— Vorliegender Text —

*****

# Suche TSwin von Sütron



## lorenz2512 (23 Januar 2006)

Hallo,
suche die Software TSwin von Sütron.


----------



## Lipperlandstern (23 Januar 2006)

Wende dich direkt an Sütron. Die schicken dir dann das Programm

Grüsse

Axel


----------



## lorenz2512 (8 Januar 2008)

hallo,
nochmal die frage ob einer das programm über hat, kann auch älter sein, die wollen über 400€ dafür, habe ein altes tp, zum wegschmeissen zu schade, bloss ohne soft nützt es nicht viel.


----------



## logologo_de (12 September 2008)

*Wints*

Also, ich hätte da jetzt das gleiche Problem, benötige TSwin und habe nur für einmal das Geld nicht übrig! Hat jemand eine Alte version übrig?

Bitte melden, TSdos oder Tswin

Danke


----------



## tunegel1 (15 September 2008)

*TS-Dos oder TSWIN*

*?!?!?!?!?!?!?!?*​


----------



## Parabol1337 (27 Januar 2012)

Hab TSwin 2.35    und suche TSdos


----------



## Michael87 (3 Juni 2013)

Ich habe das gleiche problem.
Wäre nur für private zwecke.
Vielleicht hat noch wer ne alte version günstig abzugeben...


----------



## mnuesser (4 Juni 2013)

*****

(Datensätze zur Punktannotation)
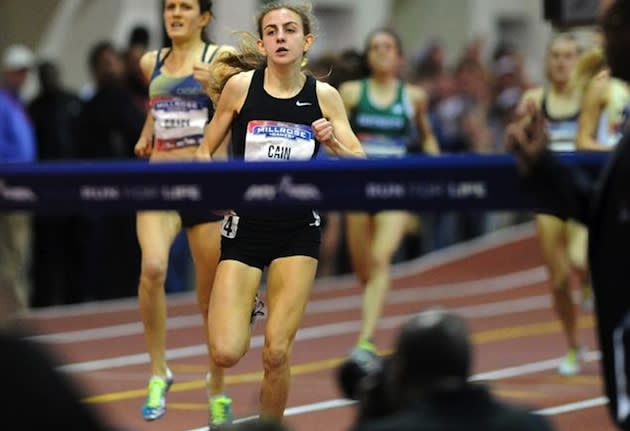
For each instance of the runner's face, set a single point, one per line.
(383, 53)
(562, 58)
(283, 39)
(183, 19)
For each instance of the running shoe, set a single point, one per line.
(220, 412)
(570, 365)
(155, 404)
(366, 356)
(258, 312)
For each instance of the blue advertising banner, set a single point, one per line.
(448, 182)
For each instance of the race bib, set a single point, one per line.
(277, 141)
(178, 123)
(229, 227)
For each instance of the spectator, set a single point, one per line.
(17, 145)
(424, 385)
(604, 206)
(109, 126)
(55, 113)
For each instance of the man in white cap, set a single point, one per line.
(17, 145)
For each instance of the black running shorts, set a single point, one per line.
(258, 244)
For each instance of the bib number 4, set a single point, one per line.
(229, 227)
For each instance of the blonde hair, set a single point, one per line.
(589, 64)
(559, 37)
(248, 56)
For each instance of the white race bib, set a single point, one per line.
(277, 141)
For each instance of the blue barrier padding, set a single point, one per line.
(447, 182)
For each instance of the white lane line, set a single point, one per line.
(573, 407)
(517, 371)
(520, 305)
(500, 283)
(424, 263)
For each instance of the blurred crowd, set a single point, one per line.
(82, 257)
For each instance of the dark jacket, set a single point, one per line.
(603, 205)
(470, 408)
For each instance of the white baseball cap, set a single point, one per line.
(17, 57)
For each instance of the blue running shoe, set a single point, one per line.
(220, 412)
(155, 404)
(366, 356)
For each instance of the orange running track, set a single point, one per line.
(497, 282)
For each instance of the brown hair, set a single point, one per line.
(248, 57)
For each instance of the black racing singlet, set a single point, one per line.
(562, 130)
(272, 129)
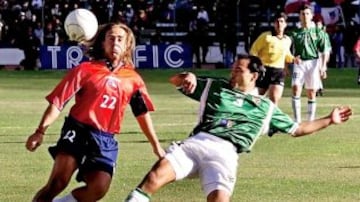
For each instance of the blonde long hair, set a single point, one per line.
(96, 50)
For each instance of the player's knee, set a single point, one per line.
(57, 185)
(153, 179)
(98, 189)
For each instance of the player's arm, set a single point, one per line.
(186, 80)
(337, 116)
(258, 45)
(50, 115)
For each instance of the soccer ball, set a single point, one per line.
(81, 25)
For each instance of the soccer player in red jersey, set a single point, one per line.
(102, 88)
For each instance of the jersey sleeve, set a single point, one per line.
(67, 88)
(325, 44)
(202, 82)
(140, 100)
(258, 44)
(282, 122)
(289, 57)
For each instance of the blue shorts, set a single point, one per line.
(94, 150)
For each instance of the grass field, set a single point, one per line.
(321, 167)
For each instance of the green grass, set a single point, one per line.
(320, 167)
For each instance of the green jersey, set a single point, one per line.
(234, 116)
(309, 42)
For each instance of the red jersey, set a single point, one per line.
(101, 95)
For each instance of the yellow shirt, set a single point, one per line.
(272, 51)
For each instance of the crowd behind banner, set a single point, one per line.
(28, 24)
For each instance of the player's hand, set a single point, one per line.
(323, 74)
(297, 60)
(189, 83)
(340, 114)
(159, 151)
(34, 141)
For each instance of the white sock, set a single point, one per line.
(311, 110)
(137, 195)
(66, 198)
(296, 106)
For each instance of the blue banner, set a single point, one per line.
(145, 56)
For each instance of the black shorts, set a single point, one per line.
(93, 149)
(273, 76)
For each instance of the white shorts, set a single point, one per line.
(211, 158)
(306, 72)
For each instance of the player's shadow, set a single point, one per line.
(349, 167)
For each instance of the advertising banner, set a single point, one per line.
(145, 56)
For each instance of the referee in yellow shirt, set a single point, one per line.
(273, 48)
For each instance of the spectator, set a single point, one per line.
(198, 39)
(30, 45)
(39, 32)
(357, 56)
(51, 37)
(203, 15)
(129, 14)
(350, 36)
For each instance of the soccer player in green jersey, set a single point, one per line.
(232, 117)
(311, 46)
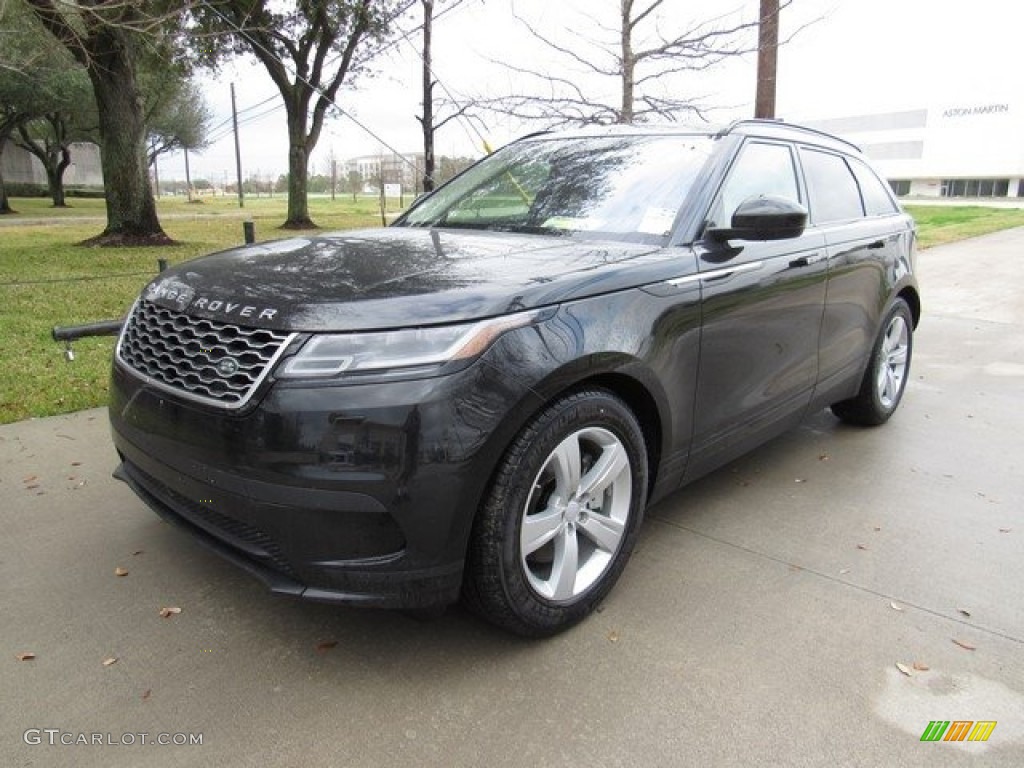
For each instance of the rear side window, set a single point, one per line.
(833, 189)
(760, 169)
(878, 201)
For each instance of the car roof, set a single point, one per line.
(749, 127)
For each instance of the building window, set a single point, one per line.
(975, 187)
(901, 187)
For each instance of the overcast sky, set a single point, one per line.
(847, 57)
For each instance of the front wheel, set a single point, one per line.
(887, 372)
(561, 516)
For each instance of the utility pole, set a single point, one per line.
(764, 105)
(187, 174)
(238, 148)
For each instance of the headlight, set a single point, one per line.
(336, 354)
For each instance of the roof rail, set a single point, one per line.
(779, 123)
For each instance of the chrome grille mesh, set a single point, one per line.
(181, 353)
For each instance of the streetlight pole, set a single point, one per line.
(764, 105)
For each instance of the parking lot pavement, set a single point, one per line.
(760, 622)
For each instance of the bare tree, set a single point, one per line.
(108, 38)
(309, 48)
(640, 51)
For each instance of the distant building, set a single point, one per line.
(22, 167)
(388, 168)
(955, 150)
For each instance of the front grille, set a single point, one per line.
(214, 363)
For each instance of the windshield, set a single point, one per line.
(629, 186)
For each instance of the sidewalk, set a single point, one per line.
(760, 622)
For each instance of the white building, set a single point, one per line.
(954, 150)
(18, 166)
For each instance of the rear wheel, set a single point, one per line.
(561, 516)
(887, 373)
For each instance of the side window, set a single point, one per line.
(878, 201)
(833, 190)
(760, 169)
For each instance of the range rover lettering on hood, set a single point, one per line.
(236, 308)
(177, 295)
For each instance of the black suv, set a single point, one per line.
(480, 399)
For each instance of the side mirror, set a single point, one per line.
(765, 217)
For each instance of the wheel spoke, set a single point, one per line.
(604, 471)
(563, 571)
(890, 386)
(564, 462)
(540, 528)
(606, 532)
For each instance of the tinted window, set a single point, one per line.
(760, 169)
(878, 201)
(830, 186)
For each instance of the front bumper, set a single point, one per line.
(360, 494)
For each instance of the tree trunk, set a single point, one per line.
(629, 62)
(131, 210)
(428, 98)
(5, 132)
(298, 172)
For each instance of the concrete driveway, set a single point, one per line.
(760, 622)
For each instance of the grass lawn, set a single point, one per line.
(938, 224)
(46, 280)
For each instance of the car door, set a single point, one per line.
(761, 316)
(865, 235)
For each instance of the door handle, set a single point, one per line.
(812, 258)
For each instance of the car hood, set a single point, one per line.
(397, 276)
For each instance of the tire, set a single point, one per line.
(560, 518)
(885, 379)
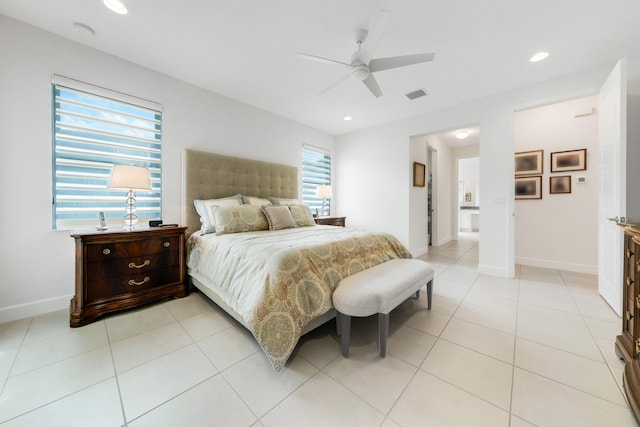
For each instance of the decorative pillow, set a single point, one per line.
(279, 201)
(239, 219)
(204, 209)
(279, 217)
(302, 215)
(255, 201)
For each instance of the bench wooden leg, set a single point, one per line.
(383, 332)
(345, 332)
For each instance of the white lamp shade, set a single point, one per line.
(130, 177)
(324, 191)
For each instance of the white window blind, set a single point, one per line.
(93, 129)
(316, 170)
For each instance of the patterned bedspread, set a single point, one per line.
(278, 281)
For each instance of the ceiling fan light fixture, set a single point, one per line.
(539, 56)
(116, 6)
(360, 72)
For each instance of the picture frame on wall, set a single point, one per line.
(560, 184)
(418, 174)
(573, 160)
(529, 162)
(528, 187)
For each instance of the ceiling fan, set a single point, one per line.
(362, 66)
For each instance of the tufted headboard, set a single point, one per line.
(211, 176)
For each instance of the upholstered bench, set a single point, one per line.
(379, 289)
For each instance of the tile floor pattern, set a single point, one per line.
(537, 350)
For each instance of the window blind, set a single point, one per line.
(93, 129)
(316, 170)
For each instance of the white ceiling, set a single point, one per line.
(245, 49)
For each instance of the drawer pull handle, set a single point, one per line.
(134, 283)
(144, 264)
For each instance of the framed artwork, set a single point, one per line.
(529, 162)
(418, 174)
(529, 187)
(560, 184)
(574, 160)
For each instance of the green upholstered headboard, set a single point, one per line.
(210, 176)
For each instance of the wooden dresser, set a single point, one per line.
(122, 269)
(331, 220)
(628, 342)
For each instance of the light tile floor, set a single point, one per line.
(534, 350)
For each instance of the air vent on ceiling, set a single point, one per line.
(416, 94)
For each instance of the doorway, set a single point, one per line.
(468, 195)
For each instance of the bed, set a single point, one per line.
(276, 283)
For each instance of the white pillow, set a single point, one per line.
(239, 219)
(284, 202)
(205, 210)
(279, 217)
(302, 215)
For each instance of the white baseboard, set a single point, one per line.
(420, 252)
(21, 311)
(491, 270)
(443, 241)
(558, 265)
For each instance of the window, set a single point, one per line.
(316, 170)
(93, 129)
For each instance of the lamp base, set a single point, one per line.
(130, 219)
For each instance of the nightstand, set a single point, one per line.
(331, 220)
(119, 269)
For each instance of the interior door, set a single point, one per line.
(612, 140)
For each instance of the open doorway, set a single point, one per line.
(469, 195)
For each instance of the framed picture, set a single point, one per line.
(574, 160)
(529, 162)
(529, 187)
(418, 174)
(560, 184)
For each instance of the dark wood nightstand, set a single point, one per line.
(119, 269)
(331, 220)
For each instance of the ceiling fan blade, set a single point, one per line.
(373, 37)
(334, 84)
(321, 59)
(371, 83)
(380, 64)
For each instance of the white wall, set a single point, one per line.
(37, 264)
(560, 230)
(360, 170)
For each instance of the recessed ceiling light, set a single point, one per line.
(116, 6)
(539, 56)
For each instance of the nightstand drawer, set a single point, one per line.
(105, 251)
(132, 283)
(97, 271)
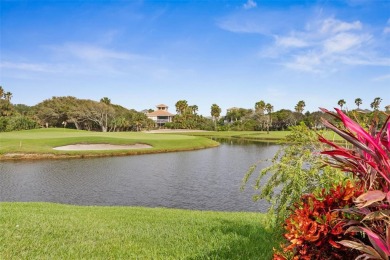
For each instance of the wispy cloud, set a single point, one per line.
(382, 78)
(92, 53)
(250, 4)
(387, 28)
(319, 44)
(33, 67)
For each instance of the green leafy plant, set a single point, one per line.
(296, 169)
(349, 220)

*****

Schreibe den Forenthread von "Ich habe das" bis einschließlich "(4 Juni 2013)" noch einmal ab und ersetze dabei "günstig" durch "kostenlos". Die Einträge stammen aus einer anderen Quelle.

Ich habe das gleiche problem.
Wäre nur für private zwecke.
Vielleicht hat noch wer ne alte version kostenlos abzugeben...


----------



## mnuesser (4 Juni 2013)